Reproduce the article below on exercise and breast cancer word for word, from its title through its final sentence.

▶ _Excerpted passage_

+===+

Can Exercise Help Beat Breast Cancer?
October is breast cancer awareness month, and there is growing evidence that exercise is a major weapon in the fight against the disease.
Although breast cancer does on occasion affect some men, it is diagnosed in nearly 42,000 women in the UK each year, and has risen by a staggering 81% in the past 33 years.
However, research now seems to be pointing to the benefits of exercise in staying cancer-free. Among eleven human studies that took into account many of the established risk factors for breast cancer (such as reproductive history, early menstruation and inherited genetic factors), eight reported a decrease in the risk of breast cancer in pre-menopausal, post-menopausal or all women with high levels of physical activity compared to those with low levels of activity.
Although it has been claimed that it is the exercise in the pre-reproductive and reproductive years that is most significant: in post-menopausal women, it still seems to help but partly because it counters obesity, another risk factor.

+===+

▶ _Provided records_
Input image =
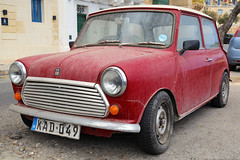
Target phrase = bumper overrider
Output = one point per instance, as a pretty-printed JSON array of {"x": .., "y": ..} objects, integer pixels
[{"x": 77, "y": 120}]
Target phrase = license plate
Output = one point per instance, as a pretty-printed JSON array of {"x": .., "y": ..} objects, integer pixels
[{"x": 56, "y": 128}]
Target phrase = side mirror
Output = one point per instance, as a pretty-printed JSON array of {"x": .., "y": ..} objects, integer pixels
[
  {"x": 190, "y": 45},
  {"x": 71, "y": 44}
]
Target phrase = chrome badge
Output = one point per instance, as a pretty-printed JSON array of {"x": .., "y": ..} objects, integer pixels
[{"x": 57, "y": 71}]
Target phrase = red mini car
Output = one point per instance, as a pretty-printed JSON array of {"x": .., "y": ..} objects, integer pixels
[{"x": 132, "y": 69}]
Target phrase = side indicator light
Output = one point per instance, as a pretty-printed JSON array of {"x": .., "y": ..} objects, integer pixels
[
  {"x": 114, "y": 110},
  {"x": 18, "y": 96}
]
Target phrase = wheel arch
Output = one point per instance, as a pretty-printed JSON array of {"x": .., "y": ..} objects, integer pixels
[{"x": 173, "y": 99}]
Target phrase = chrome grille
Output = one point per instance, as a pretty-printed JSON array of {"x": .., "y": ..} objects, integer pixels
[{"x": 65, "y": 96}]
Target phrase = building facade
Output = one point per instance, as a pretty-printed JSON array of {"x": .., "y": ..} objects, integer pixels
[{"x": 31, "y": 27}]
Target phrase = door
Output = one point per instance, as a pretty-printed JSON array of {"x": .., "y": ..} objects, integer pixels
[
  {"x": 80, "y": 21},
  {"x": 194, "y": 71}
]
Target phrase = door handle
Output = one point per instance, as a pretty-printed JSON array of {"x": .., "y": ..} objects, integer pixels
[{"x": 209, "y": 60}]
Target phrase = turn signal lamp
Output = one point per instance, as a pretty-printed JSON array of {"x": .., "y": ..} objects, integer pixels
[
  {"x": 18, "y": 96},
  {"x": 114, "y": 110}
]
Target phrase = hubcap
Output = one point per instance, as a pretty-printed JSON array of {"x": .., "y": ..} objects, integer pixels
[
  {"x": 161, "y": 122},
  {"x": 225, "y": 87}
]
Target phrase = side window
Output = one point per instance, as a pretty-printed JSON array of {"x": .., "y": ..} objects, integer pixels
[
  {"x": 36, "y": 11},
  {"x": 189, "y": 29},
  {"x": 163, "y": 34},
  {"x": 210, "y": 34}
]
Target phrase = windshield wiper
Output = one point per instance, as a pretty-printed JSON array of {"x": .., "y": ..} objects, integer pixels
[
  {"x": 100, "y": 42},
  {"x": 108, "y": 41},
  {"x": 151, "y": 43}
]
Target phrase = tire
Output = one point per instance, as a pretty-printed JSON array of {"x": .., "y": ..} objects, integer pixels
[
  {"x": 26, "y": 121},
  {"x": 222, "y": 97},
  {"x": 158, "y": 114},
  {"x": 232, "y": 68}
]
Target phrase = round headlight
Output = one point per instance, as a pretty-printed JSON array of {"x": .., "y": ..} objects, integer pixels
[
  {"x": 17, "y": 73},
  {"x": 114, "y": 81}
]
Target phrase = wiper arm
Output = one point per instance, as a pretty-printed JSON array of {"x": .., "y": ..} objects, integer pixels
[
  {"x": 151, "y": 43},
  {"x": 99, "y": 42},
  {"x": 108, "y": 41}
]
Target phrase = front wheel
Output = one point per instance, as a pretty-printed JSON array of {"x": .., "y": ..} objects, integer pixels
[
  {"x": 222, "y": 97},
  {"x": 157, "y": 124}
]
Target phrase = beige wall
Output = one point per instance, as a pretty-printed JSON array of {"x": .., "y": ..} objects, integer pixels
[
  {"x": 226, "y": 9},
  {"x": 22, "y": 37}
]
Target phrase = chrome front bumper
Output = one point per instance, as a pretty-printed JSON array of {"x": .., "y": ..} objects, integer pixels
[{"x": 82, "y": 121}]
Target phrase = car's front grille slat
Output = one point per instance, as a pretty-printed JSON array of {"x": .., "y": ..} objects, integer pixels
[
  {"x": 65, "y": 96},
  {"x": 62, "y": 93}
]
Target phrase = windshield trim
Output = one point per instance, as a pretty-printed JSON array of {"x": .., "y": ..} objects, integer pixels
[{"x": 137, "y": 45}]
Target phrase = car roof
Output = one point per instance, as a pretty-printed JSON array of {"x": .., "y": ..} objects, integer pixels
[{"x": 170, "y": 7}]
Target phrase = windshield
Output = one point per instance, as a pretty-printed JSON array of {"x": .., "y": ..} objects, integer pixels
[{"x": 128, "y": 28}]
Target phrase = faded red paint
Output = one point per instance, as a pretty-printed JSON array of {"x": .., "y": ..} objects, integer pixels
[{"x": 189, "y": 79}]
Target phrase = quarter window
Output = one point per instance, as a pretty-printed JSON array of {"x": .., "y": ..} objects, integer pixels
[
  {"x": 189, "y": 29},
  {"x": 36, "y": 11},
  {"x": 210, "y": 34}
]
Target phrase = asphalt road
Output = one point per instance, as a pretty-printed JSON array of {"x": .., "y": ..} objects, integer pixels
[{"x": 208, "y": 133}]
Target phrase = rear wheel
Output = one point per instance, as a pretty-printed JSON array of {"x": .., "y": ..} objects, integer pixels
[
  {"x": 222, "y": 97},
  {"x": 157, "y": 124},
  {"x": 26, "y": 121}
]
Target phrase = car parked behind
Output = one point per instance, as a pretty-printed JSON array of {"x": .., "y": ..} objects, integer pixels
[{"x": 234, "y": 51}]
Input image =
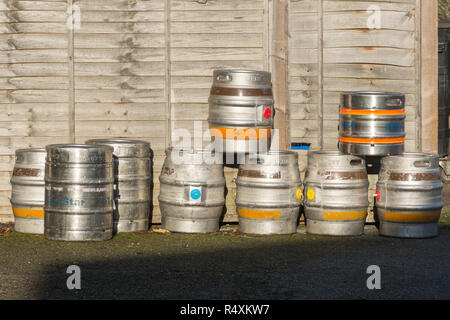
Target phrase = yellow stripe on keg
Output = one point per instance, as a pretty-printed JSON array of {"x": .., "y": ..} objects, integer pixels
[
  {"x": 240, "y": 134},
  {"x": 259, "y": 214},
  {"x": 344, "y": 215},
  {"x": 28, "y": 213},
  {"x": 412, "y": 217}
]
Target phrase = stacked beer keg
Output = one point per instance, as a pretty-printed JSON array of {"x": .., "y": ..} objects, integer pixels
[
  {"x": 88, "y": 192},
  {"x": 408, "y": 192}
]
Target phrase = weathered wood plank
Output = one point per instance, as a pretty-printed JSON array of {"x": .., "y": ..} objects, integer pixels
[
  {"x": 401, "y": 6},
  {"x": 373, "y": 71},
  {"x": 122, "y": 55},
  {"x": 245, "y": 40},
  {"x": 391, "y": 56},
  {"x": 359, "y": 19},
  {"x": 32, "y": 41},
  {"x": 350, "y": 84},
  {"x": 39, "y": 83},
  {"x": 119, "y": 82},
  {"x": 206, "y": 68},
  {"x": 215, "y": 54},
  {"x": 218, "y": 5},
  {"x": 9, "y": 145},
  {"x": 121, "y": 16},
  {"x": 33, "y": 16},
  {"x": 33, "y": 128},
  {"x": 32, "y": 96},
  {"x": 120, "y": 111},
  {"x": 33, "y": 112},
  {"x": 123, "y": 40},
  {"x": 43, "y": 69},
  {"x": 369, "y": 38},
  {"x": 217, "y": 16},
  {"x": 120, "y": 5},
  {"x": 216, "y": 27},
  {"x": 120, "y": 128},
  {"x": 121, "y": 27},
  {"x": 33, "y": 5},
  {"x": 132, "y": 69},
  {"x": 124, "y": 95},
  {"x": 36, "y": 55}
]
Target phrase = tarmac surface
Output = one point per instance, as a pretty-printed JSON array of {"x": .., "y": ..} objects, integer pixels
[{"x": 226, "y": 265}]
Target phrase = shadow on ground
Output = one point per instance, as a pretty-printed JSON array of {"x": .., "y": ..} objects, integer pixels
[{"x": 226, "y": 266}]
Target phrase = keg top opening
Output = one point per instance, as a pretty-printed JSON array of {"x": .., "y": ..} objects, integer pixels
[
  {"x": 38, "y": 150},
  {"x": 78, "y": 146},
  {"x": 116, "y": 141},
  {"x": 376, "y": 93},
  {"x": 413, "y": 155}
]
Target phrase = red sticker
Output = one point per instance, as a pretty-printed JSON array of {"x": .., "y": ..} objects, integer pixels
[{"x": 378, "y": 194}]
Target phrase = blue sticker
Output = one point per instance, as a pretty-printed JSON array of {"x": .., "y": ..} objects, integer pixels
[{"x": 195, "y": 194}]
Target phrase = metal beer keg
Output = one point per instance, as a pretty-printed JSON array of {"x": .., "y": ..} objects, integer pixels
[
  {"x": 241, "y": 110},
  {"x": 336, "y": 194},
  {"x": 192, "y": 191},
  {"x": 28, "y": 190},
  {"x": 409, "y": 195},
  {"x": 269, "y": 193},
  {"x": 132, "y": 180},
  {"x": 372, "y": 123},
  {"x": 79, "y": 182}
]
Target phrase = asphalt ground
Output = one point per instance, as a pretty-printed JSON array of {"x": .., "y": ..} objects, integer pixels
[{"x": 227, "y": 265}]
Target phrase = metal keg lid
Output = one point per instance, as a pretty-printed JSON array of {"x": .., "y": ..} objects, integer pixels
[
  {"x": 79, "y": 153},
  {"x": 125, "y": 148},
  {"x": 191, "y": 156},
  {"x": 273, "y": 157},
  {"x": 242, "y": 78},
  {"x": 411, "y": 160},
  {"x": 30, "y": 155},
  {"x": 334, "y": 159},
  {"x": 372, "y": 100}
]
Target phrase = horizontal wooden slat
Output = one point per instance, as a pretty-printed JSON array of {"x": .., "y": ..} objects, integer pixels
[
  {"x": 359, "y": 19},
  {"x": 216, "y": 5},
  {"x": 122, "y": 55},
  {"x": 120, "y": 128},
  {"x": 119, "y": 82},
  {"x": 120, "y": 111},
  {"x": 122, "y": 40},
  {"x": 216, "y": 40},
  {"x": 216, "y": 16},
  {"x": 33, "y": 112},
  {"x": 124, "y": 95},
  {"x": 225, "y": 54},
  {"x": 152, "y": 68}
]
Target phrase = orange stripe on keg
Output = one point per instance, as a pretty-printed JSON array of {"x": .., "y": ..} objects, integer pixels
[
  {"x": 344, "y": 215},
  {"x": 240, "y": 134},
  {"x": 412, "y": 217},
  {"x": 372, "y": 112},
  {"x": 28, "y": 213},
  {"x": 370, "y": 140},
  {"x": 259, "y": 214}
]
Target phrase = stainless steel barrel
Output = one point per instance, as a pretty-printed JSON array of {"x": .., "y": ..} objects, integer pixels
[
  {"x": 132, "y": 183},
  {"x": 79, "y": 182},
  {"x": 192, "y": 191},
  {"x": 443, "y": 92},
  {"x": 409, "y": 195},
  {"x": 269, "y": 193},
  {"x": 28, "y": 190},
  {"x": 336, "y": 194},
  {"x": 241, "y": 110},
  {"x": 372, "y": 123}
]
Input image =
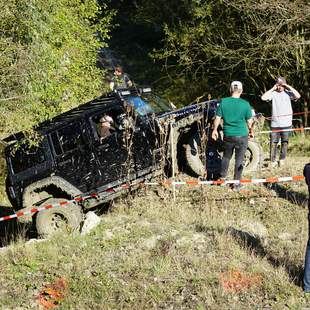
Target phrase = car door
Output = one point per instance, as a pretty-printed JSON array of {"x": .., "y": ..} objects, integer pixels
[
  {"x": 75, "y": 161},
  {"x": 145, "y": 144}
]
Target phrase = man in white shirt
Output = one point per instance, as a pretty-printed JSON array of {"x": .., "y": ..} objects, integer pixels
[{"x": 280, "y": 95}]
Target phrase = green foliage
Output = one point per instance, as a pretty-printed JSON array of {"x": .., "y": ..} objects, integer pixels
[
  {"x": 217, "y": 41},
  {"x": 49, "y": 59}
]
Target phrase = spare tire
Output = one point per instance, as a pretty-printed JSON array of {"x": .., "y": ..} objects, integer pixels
[{"x": 60, "y": 219}]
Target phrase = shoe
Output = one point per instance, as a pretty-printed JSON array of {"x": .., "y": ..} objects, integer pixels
[
  {"x": 273, "y": 164},
  {"x": 237, "y": 187},
  {"x": 222, "y": 180},
  {"x": 281, "y": 162}
]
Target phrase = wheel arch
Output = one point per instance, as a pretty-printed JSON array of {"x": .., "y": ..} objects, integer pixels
[{"x": 53, "y": 186}]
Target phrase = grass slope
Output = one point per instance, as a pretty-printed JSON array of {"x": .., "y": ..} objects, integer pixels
[{"x": 211, "y": 248}]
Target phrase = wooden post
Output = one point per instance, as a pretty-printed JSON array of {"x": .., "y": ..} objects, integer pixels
[{"x": 173, "y": 155}]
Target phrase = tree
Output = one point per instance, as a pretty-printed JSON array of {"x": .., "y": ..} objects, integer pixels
[
  {"x": 48, "y": 63},
  {"x": 221, "y": 40}
]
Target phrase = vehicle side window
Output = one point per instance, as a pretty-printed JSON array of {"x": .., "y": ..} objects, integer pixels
[
  {"x": 105, "y": 123},
  {"x": 67, "y": 138}
]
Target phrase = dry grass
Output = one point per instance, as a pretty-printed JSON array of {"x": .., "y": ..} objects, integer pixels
[{"x": 211, "y": 248}]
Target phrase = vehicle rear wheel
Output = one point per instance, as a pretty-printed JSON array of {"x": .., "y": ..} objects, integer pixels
[
  {"x": 196, "y": 156},
  {"x": 60, "y": 219}
]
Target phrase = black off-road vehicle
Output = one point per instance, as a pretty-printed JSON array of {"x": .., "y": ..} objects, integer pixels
[{"x": 74, "y": 158}]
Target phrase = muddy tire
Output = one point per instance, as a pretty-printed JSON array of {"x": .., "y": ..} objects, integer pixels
[
  {"x": 61, "y": 219},
  {"x": 194, "y": 155}
]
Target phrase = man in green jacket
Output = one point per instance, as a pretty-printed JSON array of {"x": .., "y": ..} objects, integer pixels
[{"x": 237, "y": 125}]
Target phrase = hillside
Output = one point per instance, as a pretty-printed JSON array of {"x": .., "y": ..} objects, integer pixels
[{"x": 210, "y": 248}]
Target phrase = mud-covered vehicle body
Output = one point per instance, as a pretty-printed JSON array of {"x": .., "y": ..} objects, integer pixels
[{"x": 70, "y": 158}]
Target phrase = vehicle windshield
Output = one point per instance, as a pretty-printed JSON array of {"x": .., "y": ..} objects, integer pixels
[{"x": 149, "y": 103}]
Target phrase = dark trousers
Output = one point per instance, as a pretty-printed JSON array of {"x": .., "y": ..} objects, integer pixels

+===+

▶ _Task result_
Can Exercise Help Beat Breast Cancer?
October is breast cancer awareness month, and there is growing evidence that exercise is a major weapon in the fight against the disease.
Although breast cancer does on occasion affect some men, it is diagnosed in nearly 42,000 women in the UK each year, and has risen by a staggering 81% in the past 33 years.
However, research now seems to be pointing to the benefits of exercise in staying cancer-free. Among eleven human studies that took into account many of the established risk factors for breast cancer (such as reproductive history, early menstruation and inherited genetic factors), eight reported a decrease in the risk of breast cancer in pre-menopausal, post-menopausal or all women with high levels of physical activity compared to those with low levels of activity.
Although it has been claimed that it is the exercise in the pre-reproductive and reproductive years that is most significant: in post-menopausal women, it still seems to help but partly because it counters obesity, another risk factor.